Extracted entries
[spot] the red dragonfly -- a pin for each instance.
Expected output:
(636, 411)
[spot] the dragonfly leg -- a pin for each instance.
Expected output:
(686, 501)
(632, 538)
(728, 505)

Work to be completed
Edit the material above so that every "dragonfly" becomes "insect", keeping all other text unchanged.

Exercise result
[spot] the red insect -- a pin for each instance.
Expected output:
(636, 411)
[spot] the insect leg -- a pin for each instance.
Expected output:
(686, 501)
(632, 538)
(728, 505)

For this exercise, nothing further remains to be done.